## Task to carry out
Rewrite all of the entries below, swapping each "instance" for "object" and keeping everything else the same.

## Records for processing
-------------------------
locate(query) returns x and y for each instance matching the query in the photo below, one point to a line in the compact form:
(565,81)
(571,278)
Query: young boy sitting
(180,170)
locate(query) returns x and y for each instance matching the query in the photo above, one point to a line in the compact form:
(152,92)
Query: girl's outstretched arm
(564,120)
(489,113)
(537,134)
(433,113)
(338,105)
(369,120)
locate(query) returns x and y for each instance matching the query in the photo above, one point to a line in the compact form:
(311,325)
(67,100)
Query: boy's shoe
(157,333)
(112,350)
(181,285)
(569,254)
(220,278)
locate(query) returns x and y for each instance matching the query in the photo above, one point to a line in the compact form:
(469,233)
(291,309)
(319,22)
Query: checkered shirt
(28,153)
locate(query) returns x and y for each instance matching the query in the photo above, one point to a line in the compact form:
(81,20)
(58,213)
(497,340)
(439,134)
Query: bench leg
-------------------------
## Correct result
locate(query) returns x and y for each object matching the query in the photo below, one point to a line in the compact form:
(565,81)
(571,278)
Query: young boy sitting
(180,170)
locate(query) returns x and y for each object matching the query in the photo above, one point to a line in the compact form:
(152,92)
Query: girl's outstretched arm
(564,120)
(489,113)
(537,134)
(433,113)
(338,105)
(369,120)
locate(query) returns x and y for each object matching the query in the photo above, one point to a line in the compact form:
(311,325)
(67,100)
Query: boy's shoe
(157,333)
(112,350)
(181,285)
(569,254)
(220,278)
locate(query) returns x and y for each object matching the query in the photo above, one point to a line in the compact form:
(469,233)
(291,309)
(319,22)
Query: checkered shirt
(28,153)
locate(query) returns x and y for each object matching the query in the photo above, one point to a line in the compact form:
(81,20)
(58,213)
(497,340)
(439,134)
Query: bench leg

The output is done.